[Supplied material]

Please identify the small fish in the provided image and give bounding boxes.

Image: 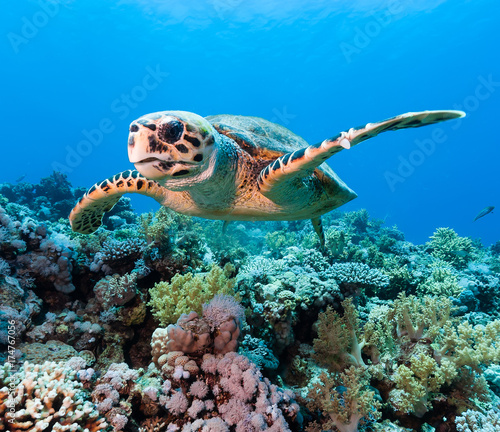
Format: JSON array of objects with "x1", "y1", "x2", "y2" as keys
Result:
[
  {"x1": 474, "y1": 206, "x2": 495, "y2": 222},
  {"x1": 15, "y1": 174, "x2": 26, "y2": 182},
  {"x1": 473, "y1": 206, "x2": 494, "y2": 222}
]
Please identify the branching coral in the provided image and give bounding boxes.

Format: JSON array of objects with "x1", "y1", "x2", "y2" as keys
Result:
[
  {"x1": 330, "y1": 262, "x2": 389, "y2": 294},
  {"x1": 456, "y1": 404, "x2": 500, "y2": 431},
  {"x1": 427, "y1": 227, "x2": 474, "y2": 269},
  {"x1": 0, "y1": 360, "x2": 106, "y2": 431},
  {"x1": 148, "y1": 263, "x2": 237, "y2": 326},
  {"x1": 91, "y1": 237, "x2": 146, "y2": 274},
  {"x1": 391, "y1": 293, "x2": 452, "y2": 342},
  {"x1": 416, "y1": 263, "x2": 463, "y2": 297},
  {"x1": 310, "y1": 294, "x2": 500, "y2": 420}
]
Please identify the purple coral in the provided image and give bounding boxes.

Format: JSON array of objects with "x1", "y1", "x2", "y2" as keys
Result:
[
  {"x1": 156, "y1": 351, "x2": 299, "y2": 430},
  {"x1": 202, "y1": 295, "x2": 245, "y2": 331}
]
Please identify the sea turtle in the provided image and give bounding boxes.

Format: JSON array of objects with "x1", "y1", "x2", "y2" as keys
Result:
[{"x1": 69, "y1": 109, "x2": 464, "y2": 247}]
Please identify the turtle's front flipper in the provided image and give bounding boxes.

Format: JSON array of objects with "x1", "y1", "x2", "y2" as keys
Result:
[
  {"x1": 69, "y1": 170, "x2": 165, "y2": 234},
  {"x1": 258, "y1": 110, "x2": 464, "y2": 194}
]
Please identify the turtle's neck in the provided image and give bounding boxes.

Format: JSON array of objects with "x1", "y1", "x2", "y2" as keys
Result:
[{"x1": 163, "y1": 134, "x2": 241, "y2": 210}]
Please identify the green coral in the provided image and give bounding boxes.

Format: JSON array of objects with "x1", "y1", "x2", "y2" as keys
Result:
[
  {"x1": 427, "y1": 227, "x2": 474, "y2": 269},
  {"x1": 148, "y1": 263, "x2": 237, "y2": 326},
  {"x1": 381, "y1": 256, "x2": 416, "y2": 299},
  {"x1": 390, "y1": 351, "x2": 447, "y2": 416},
  {"x1": 391, "y1": 293, "x2": 452, "y2": 342},
  {"x1": 138, "y1": 207, "x2": 192, "y2": 246}
]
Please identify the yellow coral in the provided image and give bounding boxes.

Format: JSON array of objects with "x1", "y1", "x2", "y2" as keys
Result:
[
  {"x1": 148, "y1": 264, "x2": 237, "y2": 326},
  {"x1": 391, "y1": 293, "x2": 452, "y2": 341},
  {"x1": 434, "y1": 319, "x2": 500, "y2": 368},
  {"x1": 391, "y1": 352, "x2": 446, "y2": 417},
  {"x1": 416, "y1": 263, "x2": 462, "y2": 297}
]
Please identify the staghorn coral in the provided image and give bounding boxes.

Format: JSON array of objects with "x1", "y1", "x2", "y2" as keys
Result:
[
  {"x1": 148, "y1": 263, "x2": 237, "y2": 326},
  {"x1": 0, "y1": 359, "x2": 106, "y2": 431}
]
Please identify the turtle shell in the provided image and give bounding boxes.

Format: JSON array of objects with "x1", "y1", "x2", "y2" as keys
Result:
[
  {"x1": 207, "y1": 114, "x2": 336, "y2": 176},
  {"x1": 207, "y1": 114, "x2": 308, "y2": 160}
]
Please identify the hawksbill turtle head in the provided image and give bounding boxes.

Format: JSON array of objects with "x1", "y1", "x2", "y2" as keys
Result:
[{"x1": 128, "y1": 111, "x2": 216, "y2": 187}]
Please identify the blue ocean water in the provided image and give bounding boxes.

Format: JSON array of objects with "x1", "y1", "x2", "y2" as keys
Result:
[{"x1": 2, "y1": 0, "x2": 499, "y2": 245}]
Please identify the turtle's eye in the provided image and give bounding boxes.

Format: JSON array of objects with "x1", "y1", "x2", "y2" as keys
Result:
[{"x1": 158, "y1": 119, "x2": 184, "y2": 144}]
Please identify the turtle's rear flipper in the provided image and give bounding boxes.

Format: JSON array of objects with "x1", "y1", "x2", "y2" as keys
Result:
[
  {"x1": 69, "y1": 170, "x2": 165, "y2": 234},
  {"x1": 258, "y1": 110, "x2": 465, "y2": 194}
]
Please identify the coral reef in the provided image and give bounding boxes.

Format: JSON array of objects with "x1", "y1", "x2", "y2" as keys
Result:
[{"x1": 0, "y1": 174, "x2": 499, "y2": 432}]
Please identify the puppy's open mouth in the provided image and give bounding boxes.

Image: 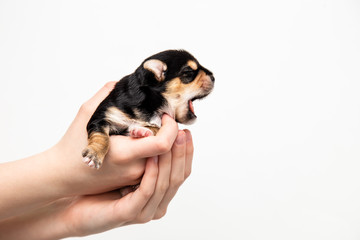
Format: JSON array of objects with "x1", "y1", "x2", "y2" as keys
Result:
[
  {"x1": 188, "y1": 96, "x2": 204, "y2": 119},
  {"x1": 188, "y1": 99, "x2": 196, "y2": 118}
]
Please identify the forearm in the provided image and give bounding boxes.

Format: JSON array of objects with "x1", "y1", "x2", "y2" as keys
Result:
[
  {"x1": 0, "y1": 200, "x2": 70, "y2": 240},
  {"x1": 0, "y1": 148, "x2": 70, "y2": 220},
  {"x1": 0, "y1": 143, "x2": 118, "y2": 220}
]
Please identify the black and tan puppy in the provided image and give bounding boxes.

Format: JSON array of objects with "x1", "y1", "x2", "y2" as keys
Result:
[{"x1": 83, "y1": 50, "x2": 215, "y2": 169}]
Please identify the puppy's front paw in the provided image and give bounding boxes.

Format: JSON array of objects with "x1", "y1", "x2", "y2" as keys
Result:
[
  {"x1": 129, "y1": 127, "x2": 154, "y2": 138},
  {"x1": 82, "y1": 148, "x2": 103, "y2": 169}
]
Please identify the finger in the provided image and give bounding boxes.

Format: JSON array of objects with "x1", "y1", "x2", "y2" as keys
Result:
[
  {"x1": 156, "y1": 114, "x2": 179, "y2": 146},
  {"x1": 169, "y1": 130, "x2": 186, "y2": 187},
  {"x1": 76, "y1": 81, "x2": 116, "y2": 122},
  {"x1": 85, "y1": 81, "x2": 116, "y2": 113},
  {"x1": 183, "y1": 129, "x2": 194, "y2": 179},
  {"x1": 138, "y1": 150, "x2": 172, "y2": 220},
  {"x1": 108, "y1": 115, "x2": 178, "y2": 160},
  {"x1": 116, "y1": 157, "x2": 158, "y2": 217},
  {"x1": 75, "y1": 81, "x2": 117, "y2": 126},
  {"x1": 155, "y1": 131, "x2": 186, "y2": 218}
]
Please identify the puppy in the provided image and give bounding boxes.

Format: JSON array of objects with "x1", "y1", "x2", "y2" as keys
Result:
[{"x1": 82, "y1": 50, "x2": 215, "y2": 169}]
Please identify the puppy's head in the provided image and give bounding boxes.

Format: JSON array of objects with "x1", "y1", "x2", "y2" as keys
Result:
[{"x1": 141, "y1": 50, "x2": 215, "y2": 124}]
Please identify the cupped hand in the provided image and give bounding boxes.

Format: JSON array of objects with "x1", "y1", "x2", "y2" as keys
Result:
[
  {"x1": 57, "y1": 129, "x2": 193, "y2": 237},
  {"x1": 53, "y1": 82, "x2": 180, "y2": 197}
]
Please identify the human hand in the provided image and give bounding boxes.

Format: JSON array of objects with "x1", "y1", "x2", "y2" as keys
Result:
[
  {"x1": 0, "y1": 129, "x2": 193, "y2": 239},
  {"x1": 52, "y1": 82, "x2": 180, "y2": 197},
  {"x1": 0, "y1": 80, "x2": 194, "y2": 239},
  {"x1": 63, "y1": 130, "x2": 193, "y2": 237}
]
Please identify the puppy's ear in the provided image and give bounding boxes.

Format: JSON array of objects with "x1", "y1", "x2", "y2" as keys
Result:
[{"x1": 143, "y1": 59, "x2": 167, "y2": 81}]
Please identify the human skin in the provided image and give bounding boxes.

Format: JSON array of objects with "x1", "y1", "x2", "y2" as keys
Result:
[{"x1": 0, "y1": 82, "x2": 194, "y2": 238}]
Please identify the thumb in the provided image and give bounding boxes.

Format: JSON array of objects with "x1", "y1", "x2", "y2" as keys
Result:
[{"x1": 79, "y1": 81, "x2": 116, "y2": 119}]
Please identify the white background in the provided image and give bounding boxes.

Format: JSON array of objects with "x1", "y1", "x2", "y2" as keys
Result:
[{"x1": 1, "y1": 0, "x2": 360, "y2": 239}]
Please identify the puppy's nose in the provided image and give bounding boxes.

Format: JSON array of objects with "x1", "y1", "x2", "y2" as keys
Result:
[{"x1": 210, "y1": 75, "x2": 215, "y2": 82}]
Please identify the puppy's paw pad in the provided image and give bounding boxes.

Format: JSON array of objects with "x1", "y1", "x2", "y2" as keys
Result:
[
  {"x1": 129, "y1": 127, "x2": 154, "y2": 138},
  {"x1": 82, "y1": 148, "x2": 102, "y2": 169}
]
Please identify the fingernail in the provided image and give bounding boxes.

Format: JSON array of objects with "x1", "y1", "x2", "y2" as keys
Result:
[{"x1": 176, "y1": 131, "x2": 185, "y2": 144}]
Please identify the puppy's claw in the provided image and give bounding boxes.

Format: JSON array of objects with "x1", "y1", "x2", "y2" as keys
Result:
[
  {"x1": 86, "y1": 158, "x2": 102, "y2": 169},
  {"x1": 83, "y1": 156, "x2": 91, "y2": 164},
  {"x1": 94, "y1": 160, "x2": 102, "y2": 169},
  {"x1": 88, "y1": 160, "x2": 95, "y2": 168}
]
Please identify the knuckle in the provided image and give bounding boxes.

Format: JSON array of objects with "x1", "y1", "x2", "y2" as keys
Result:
[
  {"x1": 156, "y1": 139, "x2": 172, "y2": 153},
  {"x1": 141, "y1": 188, "x2": 154, "y2": 199},
  {"x1": 171, "y1": 176, "x2": 184, "y2": 188},
  {"x1": 137, "y1": 215, "x2": 153, "y2": 224},
  {"x1": 184, "y1": 168, "x2": 192, "y2": 179},
  {"x1": 128, "y1": 166, "x2": 145, "y2": 181},
  {"x1": 79, "y1": 102, "x2": 93, "y2": 116},
  {"x1": 104, "y1": 81, "x2": 116, "y2": 90},
  {"x1": 154, "y1": 208, "x2": 167, "y2": 220}
]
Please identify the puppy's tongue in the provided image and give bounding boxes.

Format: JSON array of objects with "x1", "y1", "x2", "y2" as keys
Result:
[{"x1": 189, "y1": 100, "x2": 195, "y2": 114}]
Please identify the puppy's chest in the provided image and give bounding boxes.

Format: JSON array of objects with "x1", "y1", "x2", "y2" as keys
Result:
[{"x1": 105, "y1": 106, "x2": 162, "y2": 134}]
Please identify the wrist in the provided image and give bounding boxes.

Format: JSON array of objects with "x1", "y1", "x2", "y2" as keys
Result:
[
  {"x1": 0, "y1": 148, "x2": 76, "y2": 220},
  {"x1": 0, "y1": 200, "x2": 71, "y2": 240}
]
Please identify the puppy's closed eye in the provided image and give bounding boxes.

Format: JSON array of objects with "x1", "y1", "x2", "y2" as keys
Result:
[
  {"x1": 183, "y1": 70, "x2": 195, "y2": 77},
  {"x1": 181, "y1": 68, "x2": 197, "y2": 83}
]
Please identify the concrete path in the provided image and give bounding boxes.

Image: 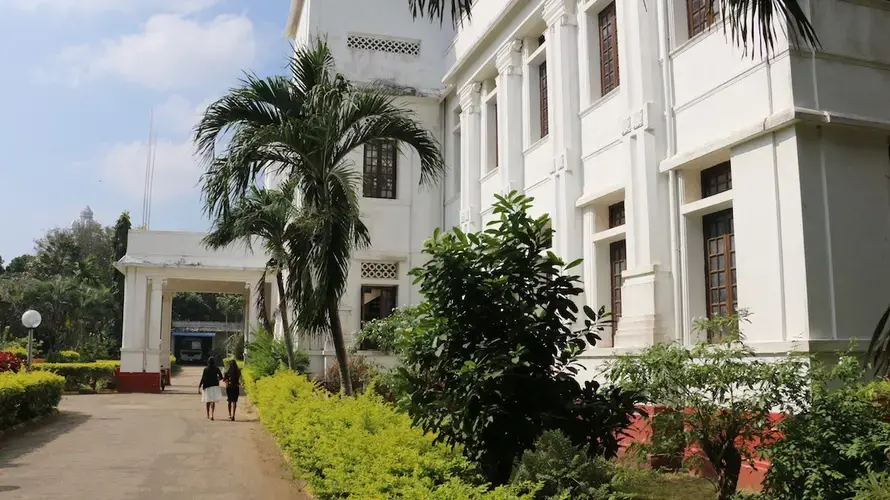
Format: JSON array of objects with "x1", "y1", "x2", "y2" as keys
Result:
[{"x1": 0, "y1": 367, "x2": 311, "y2": 500}]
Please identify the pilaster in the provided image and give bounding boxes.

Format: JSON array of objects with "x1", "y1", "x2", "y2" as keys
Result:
[
  {"x1": 458, "y1": 82, "x2": 483, "y2": 232},
  {"x1": 145, "y1": 277, "x2": 164, "y2": 373},
  {"x1": 120, "y1": 271, "x2": 147, "y2": 373},
  {"x1": 496, "y1": 39, "x2": 525, "y2": 194}
]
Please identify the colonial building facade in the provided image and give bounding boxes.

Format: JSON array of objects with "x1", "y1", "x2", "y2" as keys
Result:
[{"x1": 286, "y1": 0, "x2": 890, "y2": 362}]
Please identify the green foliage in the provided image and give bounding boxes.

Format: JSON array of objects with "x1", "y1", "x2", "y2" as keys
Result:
[
  {"x1": 246, "y1": 327, "x2": 308, "y2": 378},
  {"x1": 0, "y1": 370, "x2": 65, "y2": 430},
  {"x1": 762, "y1": 355, "x2": 890, "y2": 500},
  {"x1": 4, "y1": 346, "x2": 28, "y2": 360},
  {"x1": 246, "y1": 370, "x2": 539, "y2": 499},
  {"x1": 403, "y1": 192, "x2": 641, "y2": 485},
  {"x1": 607, "y1": 340, "x2": 811, "y2": 500},
  {"x1": 511, "y1": 430, "x2": 618, "y2": 499},
  {"x1": 691, "y1": 309, "x2": 750, "y2": 343},
  {"x1": 354, "y1": 305, "x2": 423, "y2": 354},
  {"x1": 32, "y1": 361, "x2": 120, "y2": 392},
  {"x1": 321, "y1": 356, "x2": 379, "y2": 394},
  {"x1": 854, "y1": 471, "x2": 890, "y2": 500},
  {"x1": 46, "y1": 350, "x2": 80, "y2": 363}
]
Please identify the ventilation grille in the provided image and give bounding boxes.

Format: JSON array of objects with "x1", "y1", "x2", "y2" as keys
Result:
[
  {"x1": 347, "y1": 34, "x2": 421, "y2": 56},
  {"x1": 361, "y1": 262, "x2": 398, "y2": 280}
]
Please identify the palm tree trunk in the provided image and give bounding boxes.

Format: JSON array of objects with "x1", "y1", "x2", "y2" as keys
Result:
[
  {"x1": 276, "y1": 272, "x2": 296, "y2": 370},
  {"x1": 328, "y1": 301, "x2": 353, "y2": 396}
]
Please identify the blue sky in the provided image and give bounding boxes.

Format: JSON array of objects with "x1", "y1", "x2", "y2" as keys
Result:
[{"x1": 0, "y1": 0, "x2": 292, "y2": 261}]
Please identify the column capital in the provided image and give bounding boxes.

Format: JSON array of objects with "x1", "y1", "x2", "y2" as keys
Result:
[
  {"x1": 543, "y1": 0, "x2": 577, "y2": 28},
  {"x1": 149, "y1": 277, "x2": 166, "y2": 289},
  {"x1": 495, "y1": 39, "x2": 523, "y2": 76},
  {"x1": 458, "y1": 82, "x2": 482, "y2": 114}
]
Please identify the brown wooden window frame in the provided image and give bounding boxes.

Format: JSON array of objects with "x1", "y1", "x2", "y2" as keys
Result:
[
  {"x1": 610, "y1": 240, "x2": 627, "y2": 335},
  {"x1": 687, "y1": 0, "x2": 715, "y2": 38},
  {"x1": 703, "y1": 209, "x2": 736, "y2": 336},
  {"x1": 608, "y1": 201, "x2": 625, "y2": 228},
  {"x1": 359, "y1": 285, "x2": 398, "y2": 350},
  {"x1": 539, "y1": 61, "x2": 549, "y2": 138},
  {"x1": 598, "y1": 2, "x2": 619, "y2": 95},
  {"x1": 363, "y1": 141, "x2": 398, "y2": 199},
  {"x1": 701, "y1": 161, "x2": 732, "y2": 198}
]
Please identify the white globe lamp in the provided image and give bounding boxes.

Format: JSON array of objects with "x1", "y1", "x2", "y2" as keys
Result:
[{"x1": 21, "y1": 310, "x2": 41, "y2": 370}]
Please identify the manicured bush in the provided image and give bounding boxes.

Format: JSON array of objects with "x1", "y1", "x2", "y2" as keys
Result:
[
  {"x1": 32, "y1": 361, "x2": 120, "y2": 392},
  {"x1": 0, "y1": 371, "x2": 65, "y2": 430},
  {"x1": 0, "y1": 352, "x2": 22, "y2": 373},
  {"x1": 4, "y1": 347, "x2": 28, "y2": 361},
  {"x1": 46, "y1": 350, "x2": 81, "y2": 363},
  {"x1": 321, "y1": 356, "x2": 379, "y2": 395},
  {"x1": 354, "y1": 305, "x2": 423, "y2": 354},
  {"x1": 247, "y1": 370, "x2": 539, "y2": 499},
  {"x1": 246, "y1": 326, "x2": 308, "y2": 378}
]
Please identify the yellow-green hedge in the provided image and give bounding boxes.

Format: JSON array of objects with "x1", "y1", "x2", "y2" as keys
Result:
[
  {"x1": 246, "y1": 370, "x2": 538, "y2": 500},
  {"x1": 33, "y1": 361, "x2": 120, "y2": 392},
  {"x1": 0, "y1": 371, "x2": 65, "y2": 430}
]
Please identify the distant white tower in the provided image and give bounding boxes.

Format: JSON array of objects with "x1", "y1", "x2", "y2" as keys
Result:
[{"x1": 79, "y1": 206, "x2": 94, "y2": 223}]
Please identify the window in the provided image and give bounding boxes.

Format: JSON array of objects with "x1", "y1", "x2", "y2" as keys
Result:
[
  {"x1": 610, "y1": 240, "x2": 627, "y2": 330},
  {"x1": 701, "y1": 161, "x2": 732, "y2": 198},
  {"x1": 359, "y1": 285, "x2": 398, "y2": 349},
  {"x1": 598, "y1": 2, "x2": 619, "y2": 94},
  {"x1": 687, "y1": 0, "x2": 715, "y2": 38},
  {"x1": 539, "y1": 61, "x2": 549, "y2": 138},
  {"x1": 703, "y1": 209, "x2": 736, "y2": 332},
  {"x1": 363, "y1": 141, "x2": 397, "y2": 199},
  {"x1": 608, "y1": 201, "x2": 625, "y2": 228}
]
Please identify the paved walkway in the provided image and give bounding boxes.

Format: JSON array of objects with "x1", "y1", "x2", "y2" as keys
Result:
[{"x1": 0, "y1": 367, "x2": 310, "y2": 500}]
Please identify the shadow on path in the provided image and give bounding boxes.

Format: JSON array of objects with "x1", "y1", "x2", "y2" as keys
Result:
[{"x1": 0, "y1": 411, "x2": 91, "y2": 464}]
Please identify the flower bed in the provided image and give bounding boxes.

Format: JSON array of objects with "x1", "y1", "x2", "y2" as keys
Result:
[
  {"x1": 0, "y1": 371, "x2": 65, "y2": 430},
  {"x1": 245, "y1": 370, "x2": 537, "y2": 499},
  {"x1": 32, "y1": 361, "x2": 120, "y2": 392}
]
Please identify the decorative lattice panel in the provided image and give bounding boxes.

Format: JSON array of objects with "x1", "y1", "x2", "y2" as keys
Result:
[
  {"x1": 346, "y1": 34, "x2": 421, "y2": 56},
  {"x1": 361, "y1": 262, "x2": 398, "y2": 280}
]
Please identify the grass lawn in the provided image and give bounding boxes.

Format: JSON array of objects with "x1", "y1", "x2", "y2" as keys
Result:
[{"x1": 616, "y1": 470, "x2": 717, "y2": 500}]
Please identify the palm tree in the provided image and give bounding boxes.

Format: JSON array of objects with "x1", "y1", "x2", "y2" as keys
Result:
[
  {"x1": 195, "y1": 39, "x2": 445, "y2": 395},
  {"x1": 203, "y1": 185, "x2": 299, "y2": 370}
]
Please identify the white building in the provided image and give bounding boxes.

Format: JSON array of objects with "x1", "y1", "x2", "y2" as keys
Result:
[{"x1": 285, "y1": 0, "x2": 890, "y2": 361}]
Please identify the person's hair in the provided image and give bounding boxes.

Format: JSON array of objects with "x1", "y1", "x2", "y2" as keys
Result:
[
  {"x1": 225, "y1": 359, "x2": 241, "y2": 383},
  {"x1": 207, "y1": 357, "x2": 215, "y2": 368}
]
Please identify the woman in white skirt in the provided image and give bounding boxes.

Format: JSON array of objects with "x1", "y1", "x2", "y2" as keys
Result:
[{"x1": 198, "y1": 357, "x2": 224, "y2": 420}]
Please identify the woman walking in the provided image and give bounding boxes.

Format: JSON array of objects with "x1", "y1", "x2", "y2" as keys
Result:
[
  {"x1": 224, "y1": 359, "x2": 242, "y2": 421},
  {"x1": 198, "y1": 357, "x2": 224, "y2": 420}
]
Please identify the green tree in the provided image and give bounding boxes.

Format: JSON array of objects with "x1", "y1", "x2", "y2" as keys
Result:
[
  {"x1": 203, "y1": 186, "x2": 299, "y2": 369},
  {"x1": 195, "y1": 39, "x2": 445, "y2": 395},
  {"x1": 110, "y1": 211, "x2": 131, "y2": 349},
  {"x1": 6, "y1": 255, "x2": 34, "y2": 274},
  {"x1": 0, "y1": 256, "x2": 5, "y2": 275},
  {"x1": 406, "y1": 0, "x2": 818, "y2": 55},
  {"x1": 402, "y1": 192, "x2": 641, "y2": 485}
]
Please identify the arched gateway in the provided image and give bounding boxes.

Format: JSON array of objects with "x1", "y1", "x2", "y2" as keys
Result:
[{"x1": 114, "y1": 230, "x2": 271, "y2": 392}]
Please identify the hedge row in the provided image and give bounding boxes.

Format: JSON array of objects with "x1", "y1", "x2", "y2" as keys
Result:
[
  {"x1": 0, "y1": 371, "x2": 65, "y2": 430},
  {"x1": 245, "y1": 370, "x2": 538, "y2": 500},
  {"x1": 33, "y1": 361, "x2": 120, "y2": 392}
]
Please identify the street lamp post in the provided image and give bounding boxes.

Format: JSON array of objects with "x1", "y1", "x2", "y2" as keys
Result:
[{"x1": 21, "y1": 310, "x2": 42, "y2": 372}]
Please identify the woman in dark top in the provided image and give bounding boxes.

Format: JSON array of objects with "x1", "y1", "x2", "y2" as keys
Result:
[
  {"x1": 198, "y1": 357, "x2": 224, "y2": 420},
  {"x1": 224, "y1": 359, "x2": 242, "y2": 421}
]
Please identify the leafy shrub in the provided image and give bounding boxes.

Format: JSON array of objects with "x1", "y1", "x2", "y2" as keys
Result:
[
  {"x1": 0, "y1": 371, "x2": 65, "y2": 430},
  {"x1": 246, "y1": 370, "x2": 539, "y2": 499},
  {"x1": 762, "y1": 354, "x2": 890, "y2": 499},
  {"x1": 403, "y1": 192, "x2": 641, "y2": 484},
  {"x1": 854, "y1": 471, "x2": 890, "y2": 500},
  {"x1": 0, "y1": 352, "x2": 22, "y2": 373},
  {"x1": 246, "y1": 326, "x2": 308, "y2": 378},
  {"x1": 76, "y1": 333, "x2": 118, "y2": 362},
  {"x1": 321, "y1": 356, "x2": 378, "y2": 394},
  {"x1": 46, "y1": 350, "x2": 81, "y2": 363},
  {"x1": 607, "y1": 339, "x2": 811, "y2": 500},
  {"x1": 4, "y1": 346, "x2": 28, "y2": 361},
  {"x1": 511, "y1": 430, "x2": 617, "y2": 499},
  {"x1": 354, "y1": 305, "x2": 423, "y2": 354},
  {"x1": 32, "y1": 361, "x2": 120, "y2": 392}
]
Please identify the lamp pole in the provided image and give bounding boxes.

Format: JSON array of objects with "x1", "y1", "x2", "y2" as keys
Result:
[{"x1": 21, "y1": 310, "x2": 42, "y2": 372}]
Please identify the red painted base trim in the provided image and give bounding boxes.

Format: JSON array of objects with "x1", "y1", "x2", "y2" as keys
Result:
[{"x1": 116, "y1": 370, "x2": 161, "y2": 393}]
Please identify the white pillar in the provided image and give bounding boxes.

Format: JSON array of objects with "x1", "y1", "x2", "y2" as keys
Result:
[
  {"x1": 247, "y1": 281, "x2": 261, "y2": 336},
  {"x1": 120, "y1": 270, "x2": 147, "y2": 373},
  {"x1": 496, "y1": 39, "x2": 525, "y2": 193},
  {"x1": 144, "y1": 277, "x2": 164, "y2": 373},
  {"x1": 458, "y1": 82, "x2": 483, "y2": 232},
  {"x1": 159, "y1": 291, "x2": 173, "y2": 370}
]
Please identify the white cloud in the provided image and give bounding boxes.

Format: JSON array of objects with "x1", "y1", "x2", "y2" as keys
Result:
[
  {"x1": 98, "y1": 139, "x2": 202, "y2": 202},
  {"x1": 155, "y1": 95, "x2": 215, "y2": 136},
  {"x1": 7, "y1": 0, "x2": 218, "y2": 15},
  {"x1": 51, "y1": 13, "x2": 256, "y2": 90}
]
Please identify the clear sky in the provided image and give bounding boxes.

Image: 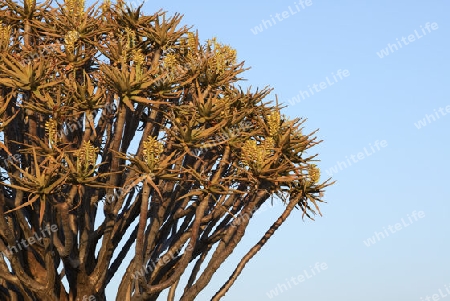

[What is expected] For the data above, count every line in which the string "woman" appears, and answer with the count only.

[Solution to this task] 3